**課題 A**: 次の(i)〜(iii)が、ベトナムからの人材受入れに関する質問文の内容と一致するかを「はい」か「いいえ」で答え、根拠となる本文の語句をそのまま引用する。(i) 埼玉県内の外国人労働者は昨年10月末現在で初めて7万人を超えた。(ii) 産業別の外国人労働者の割合は建設業が最も多い。(iii) 特定技能1では家族を連れてくることが認められている。
**課題 B**: ベトナムからの人材受入れに関する質問文を、最後の文の後から書き継ぐ。

令和2年2月定例会 一般質問 質疑質問・答弁全文(高木功介議員)

ベトナムからの技術者・技能者等の受入れ促進について

Q   高木功介  議員(自民

埼玉県では、県内の外国人労働者は昨年10月末現在、初めて7万人を突破し、過去最高を更新したことが分かりました。ベトナムが2万373人で最も多く、次いで中国、フィリピンと続いております。産業別の外国人労働者の割合は製造業が最も多く、全体の4割近くを占めていて、次いでサービス業、建設業などとなっております。埼玉県の発展にとって、外国人労働者、特にベトナムからの労働者の受入れは、重要な課題だと言えます。
昨年4月に改正入管難民法が施行され、新たに特定技能の在留資格が創設されたことなどにより、多くの外国人労働者を本県が受け入れることになりました。改正入管法の特定技能1については、賃金を日本人と同一水準とするなど、外国人労働者から見れば画期的である一方、家族を連れてきてはならない、5年したら帰さなければならないなど、労働者を使い捨て的に捉えている点もあり、課題があります。
施行されて約1年が経過しますが、政府は5年で最大34万5,150人、初年度に最大4万7,550人の受入れを見込んでおりますが、昨年11月現在で1,019人と想定に遠く及ばない状況です。
そもそもこの改正入管法の特定技能制度ができた背景は、我が国政府はブローカー排除を目的に労働者と直接契約する形を求めました。しかし、ベトナム政府としては労働者を輸出力として見ており、協議は難航し、結果として送り出し機関を通す形で話が落ち着いたという経緯があります。
そのため、技能実習から試験を伴う特定技能での送り出しに切り替える積極的理由も見つからず、試験実施さえ決まらない状態です。

(位置特定の記録)
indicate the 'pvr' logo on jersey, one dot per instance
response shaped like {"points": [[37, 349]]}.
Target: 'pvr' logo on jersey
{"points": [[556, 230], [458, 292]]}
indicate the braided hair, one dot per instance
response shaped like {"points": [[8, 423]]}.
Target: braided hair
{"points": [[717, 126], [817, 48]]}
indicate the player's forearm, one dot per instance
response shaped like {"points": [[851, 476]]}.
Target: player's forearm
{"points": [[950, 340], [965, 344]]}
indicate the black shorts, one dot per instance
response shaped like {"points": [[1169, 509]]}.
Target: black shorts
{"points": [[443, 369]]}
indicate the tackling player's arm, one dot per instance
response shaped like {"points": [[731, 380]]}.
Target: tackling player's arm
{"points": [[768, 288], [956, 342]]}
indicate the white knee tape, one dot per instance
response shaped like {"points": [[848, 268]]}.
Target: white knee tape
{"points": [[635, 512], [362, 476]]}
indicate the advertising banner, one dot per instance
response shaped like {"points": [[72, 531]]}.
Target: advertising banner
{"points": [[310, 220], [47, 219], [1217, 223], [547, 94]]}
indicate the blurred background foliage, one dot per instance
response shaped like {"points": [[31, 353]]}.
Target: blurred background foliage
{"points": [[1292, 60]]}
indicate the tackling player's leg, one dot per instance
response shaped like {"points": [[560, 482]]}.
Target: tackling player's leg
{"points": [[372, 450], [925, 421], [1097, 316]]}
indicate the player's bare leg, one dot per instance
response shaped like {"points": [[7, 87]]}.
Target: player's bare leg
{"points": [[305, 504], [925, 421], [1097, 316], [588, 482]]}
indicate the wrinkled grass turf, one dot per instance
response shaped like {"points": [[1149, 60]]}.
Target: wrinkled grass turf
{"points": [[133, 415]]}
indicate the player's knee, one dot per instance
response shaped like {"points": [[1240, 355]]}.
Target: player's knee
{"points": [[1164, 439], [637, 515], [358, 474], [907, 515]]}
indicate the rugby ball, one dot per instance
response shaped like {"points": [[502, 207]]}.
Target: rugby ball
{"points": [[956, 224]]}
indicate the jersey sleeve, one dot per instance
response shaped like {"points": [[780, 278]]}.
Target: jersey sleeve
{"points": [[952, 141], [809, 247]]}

**期待される出力 A**:
(i) はい。「県内の外国人労働者は昨年10月末現在、初めて7万人を突破し、過去最高を更新した」
(ii) いいえ。「産業別の外国人労働者の割合は製造業が最も多く」
(iii) いいえ。「家族を連れてきてはならない」

**期待される出力 B**:
そこで、この2月に法務省出入国在留管理庁は、この4月から特定技能の国内試験の受験資格を拡大いたしました。これまで中長期在留者か、過去に中長期在留の経験がある者を試験の対象としていたものを、中長期在留の要件を撤廃し、日本への在留資格を有している者に対して一律に受験を認めることになりました。つまり、観光などを目的に入国する3カ月以内の短期滞在者にも、受験の機会を与えたということです。
ただ、この制度の盲点は、渡航費も自己負担で、仮に試験に受かっても就職が保証されているわけではない点にあります。そのため、試験目的で短期滞在ビザで入国し、アンダーグラウンドで働く失踪者が増えるのではないかという懸念もございます。
外国人材の受入れについては、既に千葉県と神奈川県が積極的に行っております。
千葉県では、在留資格、介護を取得し、介護福祉士として県内介護施設で就労することを目指す外国人留学生及び留学生候補者、これを受け入れる介護施設を支援し、介護職員の確保を目指しております。千葉県がマッチング機関に委託して、安心して千葉県で働けるようにサポートしているのであります。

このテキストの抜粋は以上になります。